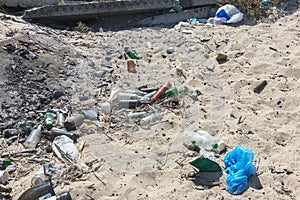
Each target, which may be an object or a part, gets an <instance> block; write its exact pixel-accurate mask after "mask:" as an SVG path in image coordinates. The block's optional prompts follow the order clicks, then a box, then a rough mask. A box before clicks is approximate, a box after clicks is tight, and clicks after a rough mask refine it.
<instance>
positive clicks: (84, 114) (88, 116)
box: [81, 109, 99, 120]
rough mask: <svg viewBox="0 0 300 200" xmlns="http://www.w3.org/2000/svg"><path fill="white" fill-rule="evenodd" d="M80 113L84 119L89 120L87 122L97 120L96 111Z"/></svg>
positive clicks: (98, 112) (89, 111)
mask: <svg viewBox="0 0 300 200" xmlns="http://www.w3.org/2000/svg"><path fill="white" fill-rule="evenodd" d="M81 112H82V114H83V115H84V117H85V118H86V119H89V120H97V119H98V114H99V111H98V110H97V109H92V110H82V111H81Z"/></svg>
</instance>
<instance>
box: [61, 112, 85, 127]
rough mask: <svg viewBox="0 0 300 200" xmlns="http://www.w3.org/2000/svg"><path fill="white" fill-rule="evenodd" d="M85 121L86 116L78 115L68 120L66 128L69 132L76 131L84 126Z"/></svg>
mask: <svg viewBox="0 0 300 200" xmlns="http://www.w3.org/2000/svg"><path fill="white" fill-rule="evenodd" d="M83 121H84V116H83V115H81V114H77V115H74V116H72V117H70V118H69V119H67V120H66V121H65V124H64V126H65V128H66V129H67V130H68V131H71V130H75V129H77V128H79V127H80V126H81V125H82V124H83Z"/></svg>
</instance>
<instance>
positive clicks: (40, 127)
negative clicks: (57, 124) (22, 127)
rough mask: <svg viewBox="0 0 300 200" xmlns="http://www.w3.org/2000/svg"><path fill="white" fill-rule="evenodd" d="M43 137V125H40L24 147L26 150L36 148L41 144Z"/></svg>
mask: <svg viewBox="0 0 300 200" xmlns="http://www.w3.org/2000/svg"><path fill="white" fill-rule="evenodd" d="M41 137H42V125H41V124H40V125H38V127H37V128H36V129H34V130H32V131H31V133H30V134H29V136H28V137H27V139H26V141H25V143H24V146H25V147H26V148H35V147H36V145H37V144H38V143H39V142H40V140H41Z"/></svg>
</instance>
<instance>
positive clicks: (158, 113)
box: [140, 113, 165, 129]
mask: <svg viewBox="0 0 300 200" xmlns="http://www.w3.org/2000/svg"><path fill="white" fill-rule="evenodd" d="M164 114H165V113H153V114H151V115H149V116H147V117H144V118H143V119H141V121H140V125H141V127H142V128H144V129H149V128H150V127H151V125H152V124H153V123H155V122H157V121H159V120H161V119H162V118H163V116H164Z"/></svg>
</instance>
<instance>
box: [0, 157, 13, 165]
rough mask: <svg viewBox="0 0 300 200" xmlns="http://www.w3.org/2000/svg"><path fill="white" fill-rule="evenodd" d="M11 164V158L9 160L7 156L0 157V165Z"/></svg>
mask: <svg viewBox="0 0 300 200" xmlns="http://www.w3.org/2000/svg"><path fill="white" fill-rule="evenodd" d="M10 164H11V160H9V159H8V158H0V165H10Z"/></svg>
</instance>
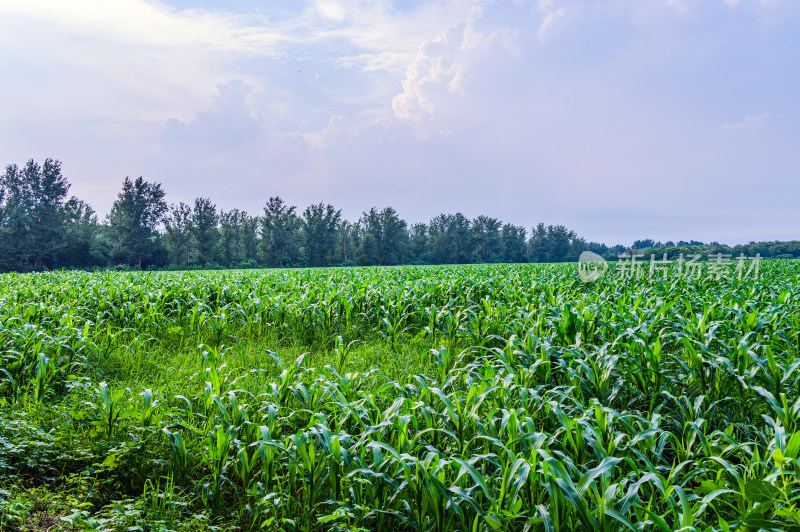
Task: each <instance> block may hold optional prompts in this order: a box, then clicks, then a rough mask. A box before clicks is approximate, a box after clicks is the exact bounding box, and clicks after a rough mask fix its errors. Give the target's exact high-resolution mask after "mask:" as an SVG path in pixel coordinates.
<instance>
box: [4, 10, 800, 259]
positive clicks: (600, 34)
mask: <svg viewBox="0 0 800 532" xmlns="http://www.w3.org/2000/svg"><path fill="white" fill-rule="evenodd" d="M798 22H800V5H798V4H796V3H791V2H786V1H780V0H772V1H754V0H751V1H747V0H741V1H734V0H725V1H718V2H713V3H702V4H699V3H692V2H688V1H681V0H667V1H665V2H658V3H647V4H642V3H635V2H624V1H619V2H613V3H609V4H603V5H595V4H592V3H589V2H582V1H562V2H556V1H553V0H539V1H538V2H526V1H522V0H520V1H515V2H514V3H513V4H504V3H503V4H499V5H498V4H493V3H488V2H486V3H485V2H465V1H449V2H415V1H398V2H383V3H375V2H358V1H333V0H325V1H316V2H302V3H290V2H279V3H272V4H270V5H269V6H268V8H266V9H265V8H264V6H259V4H258V3H256V2H252V1H248V0H243V1H236V2H229V3H227V4H226V7H225V9H218V8H216V7H215V5H214V3H213V2H203V1H189V0H181V1H178V0H173V1H165V2H148V1H143V0H125V1H123V2H116V3H114V4H105V3H97V2H92V1H90V0H81V1H77V2H72V3H70V4H69V5H68V6H67V5H65V4H61V3H57V2H48V1H40V0H32V1H30V2H25V3H18V2H10V1H0V29H2V34H3V38H2V41H0V42H2V45H0V46H2V47H3V49H4V51H5V53H4V54H2V56H1V57H0V65H2V67H3V69H4V71H5V72H7V73H9V74H10V76H9V79H10V80H12V81H11V82H9V83H5V84H3V86H2V87H0V95H2V97H3V99H4V101H6V102H14V105H6V106H4V107H3V109H2V110H0V119H1V120H2V122H3V124H4V125H5V127H4V128H3V129H2V130H1V131H0V146H3V149H2V150H1V151H0V154H1V155H2V157H3V159H2V161H1V162H2V163H3V164H4V165H5V164H17V165H20V166H22V165H24V164H25V162H26V161H27V160H28V159H34V160H36V161H37V162H39V163H41V162H43V160H44V158H46V157H50V158H53V159H58V160H60V161H61V162H62V165H63V166H62V170H63V175H64V176H65V177H66V178H67V179H68V180H69V181H70V183H71V185H72V187H71V189H70V194H71V195H75V196H77V197H79V198H81V199H83V200H85V201H86V202H87V203H89V204H90V205H91V206H92V207H93V208H94V209H95V210H96V212H97V214H98V218H99V219H101V220H102V219H103V218H104V216H105V215H106V213H108V211H109V210H110V207H111V204H112V202H113V201H114V199H116V195H117V193H118V192H119V191H120V190H121V185H122V181H123V179H124V178H125V177H126V176H129V177H131V178H135V177H138V176H140V175H141V176H143V177H144V179H146V180H147V181H150V182H158V183H161V184H162V186H163V188H164V190H165V192H166V193H167V200H168V201H169V203H179V202H185V203H191V202H192V201H193V199H194V198H196V197H207V198H210V199H211V201H212V202H213V203H215V204H216V205H217V207H218V208H220V209H224V210H231V209H233V208H238V209H240V210H246V211H248V212H249V213H251V214H256V215H258V214H260V213H261V210H262V208H263V206H264V204H265V203H266V201H267V199H268V198H269V197H270V196H280V197H282V198H283V199H284V200H286V201H287V203H289V204H290V205H296V206H297V207H298V208H300V209H302V208H304V207H305V206H307V205H309V204H315V203H318V202H320V201H321V202H323V203H330V204H332V205H333V206H334V207H336V208H337V209H341V210H342V214H343V216H344V217H345V218H347V219H349V220H353V221H354V220H356V219H358V217H359V216H360V214H361V212H363V211H366V210H368V209H369V208H370V207H372V206H376V207H378V208H383V207H385V206H391V207H393V208H394V209H396V210H397V212H398V214H399V215H400V217H401V218H402V219H404V220H406V221H408V222H409V223H416V222H424V223H427V222H428V221H429V220H430V219H431V218H432V217H434V216H436V215H437V214H440V213H455V212H462V213H463V214H464V215H465V216H467V217H468V218H470V219H474V218H475V217H477V216H478V215H487V216H492V217H495V218H498V219H500V220H502V221H503V222H508V223H512V224H514V225H518V226H523V227H525V228H526V230H527V231H528V232H530V228H531V227H532V226H535V225H536V224H537V223H539V222H543V223H545V224H553V225H564V226H566V227H567V228H569V229H572V230H574V231H576V232H577V233H578V235H579V236H581V237H583V238H585V239H586V240H587V241H594V242H601V243H605V244H607V245H609V246H613V245H616V244H620V243H624V245H627V244H629V243H631V242H633V241H635V240H640V239H648V238H652V239H653V240H656V241H662V242H666V241H669V240H672V241H675V242H677V241H678V240H686V241H689V240H698V241H703V242H712V241H717V242H721V243H725V244H727V245H737V244H746V243H749V242H752V241H756V242H758V241H765V242H772V241H776V240H778V241H785V240H797V239H798V236H797V235H798V234H800V219H798V217H797V215H796V208H795V206H794V201H793V200H794V198H796V197H797V196H798V193H799V192H800V184H798V183H797V180H796V176H797V173H798V170H800V161H799V160H798V159H797V157H796V155H794V150H795V149H796V148H795V147H796V146H797V145H798V144H800V130H798V125H797V124H798V123H800V121H798V118H800V116H798V115H800V112H798V111H800V103H798V101H797V99H796V97H795V95H796V94H797V93H798V91H799V89H800V83H799V82H800V73H797V72H796V71H795V70H793V69H790V68H786V65H787V64H791V63H792V59H794V58H796V57H797V56H798V52H800V42H798V41H797V40H796V39H795V38H794V36H795V35H796V31H797V29H798ZM54 80H55V81H54Z"/></svg>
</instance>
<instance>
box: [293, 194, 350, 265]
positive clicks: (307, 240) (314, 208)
mask: <svg viewBox="0 0 800 532" xmlns="http://www.w3.org/2000/svg"><path fill="white" fill-rule="evenodd" d="M341 219H342V211H340V210H339V211H337V210H336V209H334V208H333V206H332V205H323V204H322V203H318V204H317V205H309V206H308V207H306V210H305V211H303V237H304V244H305V246H304V252H305V253H304V254H305V259H306V261H307V263H308V264H309V265H310V266H330V265H331V264H332V263H333V257H334V255H335V253H336V247H337V242H336V240H337V239H336V233H337V231H338V229H339V223H340V222H341Z"/></svg>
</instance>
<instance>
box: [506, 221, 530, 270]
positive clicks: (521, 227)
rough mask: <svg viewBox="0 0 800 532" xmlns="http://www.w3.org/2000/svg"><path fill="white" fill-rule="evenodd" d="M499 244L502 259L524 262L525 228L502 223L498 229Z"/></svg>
mask: <svg viewBox="0 0 800 532" xmlns="http://www.w3.org/2000/svg"><path fill="white" fill-rule="evenodd" d="M500 246H501V248H502V252H501V253H502V256H503V260H504V261H506V262H525V260H526V259H527V257H526V254H527V244H526V242H525V228H524V227H520V226H516V225H513V224H505V225H503V227H502V228H501V229H500Z"/></svg>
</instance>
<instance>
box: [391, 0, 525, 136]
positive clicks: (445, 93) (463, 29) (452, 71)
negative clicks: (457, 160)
mask: <svg viewBox="0 0 800 532" xmlns="http://www.w3.org/2000/svg"><path fill="white" fill-rule="evenodd" d="M482 10H483V5H482V4H480V3H476V4H474V5H473V7H472V9H471V10H470V13H469V16H468V18H467V20H466V21H465V22H463V23H460V24H458V25H456V26H451V27H449V28H448V29H447V30H445V31H444V32H443V33H441V34H440V35H439V36H438V37H436V38H435V39H432V40H429V41H426V42H423V43H422V44H421V45H420V47H419V51H418V52H417V56H416V58H415V60H414V61H413V62H412V63H411V64H410V65H409V66H408V68H407V70H406V77H405V79H404V80H403V81H402V87H403V92H402V93H400V94H397V95H396V96H395V97H394V98H393V99H392V110H393V111H394V115H395V116H396V117H397V118H400V119H405V120H413V121H417V122H419V121H421V120H422V119H423V118H425V117H430V116H431V115H433V114H434V113H435V112H436V110H437V108H440V107H441V106H444V105H448V103H450V101H451V98H452V97H453V96H454V95H459V96H462V97H463V96H465V94H466V93H465V90H466V88H465V81H464V78H465V75H466V73H467V72H468V71H469V70H470V69H471V68H472V67H473V66H474V64H475V63H476V62H477V61H478V60H479V59H480V58H481V57H482V56H484V55H485V54H486V52H487V51H488V50H489V49H490V48H491V47H493V46H495V45H497V46H499V47H500V48H503V49H505V51H506V52H507V53H510V54H511V55H515V56H518V55H519V54H520V50H519V47H518V45H517V43H516V36H515V34H514V32H513V31H511V30H510V29H508V28H495V29H492V30H483V31H482V30H480V29H478V21H479V20H480V18H481V15H482Z"/></svg>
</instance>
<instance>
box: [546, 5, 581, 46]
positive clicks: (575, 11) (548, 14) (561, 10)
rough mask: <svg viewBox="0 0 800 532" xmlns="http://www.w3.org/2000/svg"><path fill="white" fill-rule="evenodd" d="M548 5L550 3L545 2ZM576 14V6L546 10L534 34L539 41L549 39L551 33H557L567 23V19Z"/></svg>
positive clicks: (548, 5) (567, 20) (552, 33)
mask: <svg viewBox="0 0 800 532" xmlns="http://www.w3.org/2000/svg"><path fill="white" fill-rule="evenodd" d="M549 5H550V4H545V6H549ZM577 14H578V8H576V7H559V8H556V9H552V10H550V11H548V12H547V13H546V14H545V15H544V17H542V22H541V23H540V24H539V30H538V31H537V32H536V35H537V36H538V37H539V42H542V43H544V42H547V41H548V40H550V38H551V37H553V35H555V34H556V33H558V32H559V31H560V30H562V29H563V28H564V27H565V26H566V25H567V21H568V20H569V19H570V18H571V17H574V16H576V15H577Z"/></svg>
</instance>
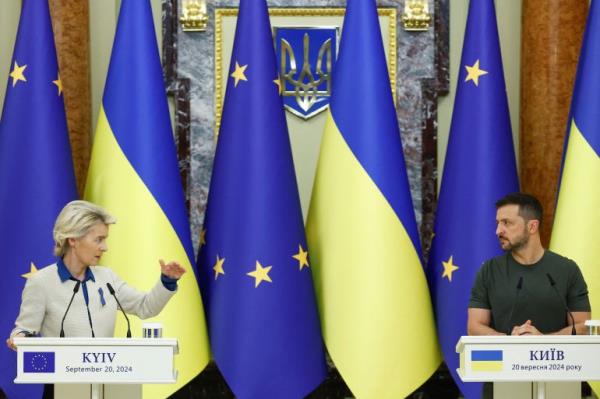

Work request: Write out exactly the lines between the start of the data and the line with "box: [81, 109, 99, 120]", including both, but none of the pictures.

Solution to this task:
Each target, which may be an object or a part, gets an <instance> block; write its exact pixel-accurate mask after "mask:" as an SVG path in image coordinates. The block's optional prompts follow the order clicks, then a box, then a rough mask. A box before clicks is approximate, a box after clicks is tight, and clicks after a rough mask refine it.
<instance>
positive clicks: (84, 114) (88, 116)
box: [81, 109, 99, 120]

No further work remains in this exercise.